──────── Excerpted records ────────

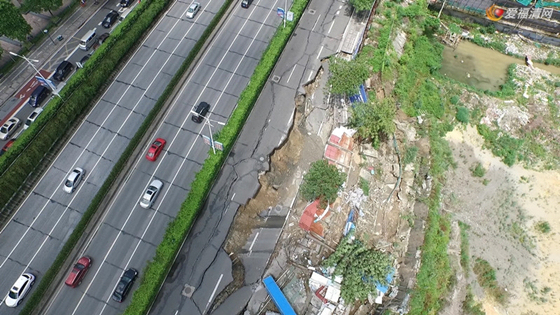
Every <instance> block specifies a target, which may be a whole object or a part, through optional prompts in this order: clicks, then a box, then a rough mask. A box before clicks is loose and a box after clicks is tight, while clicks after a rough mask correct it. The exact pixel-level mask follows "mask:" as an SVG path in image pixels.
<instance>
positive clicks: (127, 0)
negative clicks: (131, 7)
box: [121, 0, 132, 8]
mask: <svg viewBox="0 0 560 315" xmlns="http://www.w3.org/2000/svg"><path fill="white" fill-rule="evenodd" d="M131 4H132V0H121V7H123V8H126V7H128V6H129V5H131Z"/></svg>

────────

Retype the records exactly, but skip the pictures.

Every <instance> block specifies a target, which may be a whole object or a part, through optional prompts in this order: clicks, then a box, then a rough mask. A box before clicks is loose and a box after clicks is tight, while clicks after a rough mask correct it. The exact pixel-level mask follows "mask:" as an SVG path in image pixels.
<instance>
positive clicks: (127, 0)
negative clicks: (131, 7)
box: [121, 0, 132, 8]
mask: <svg viewBox="0 0 560 315" xmlns="http://www.w3.org/2000/svg"><path fill="white" fill-rule="evenodd" d="M131 4H132V0H121V7H123V8H126V7H128V6H129V5H131Z"/></svg>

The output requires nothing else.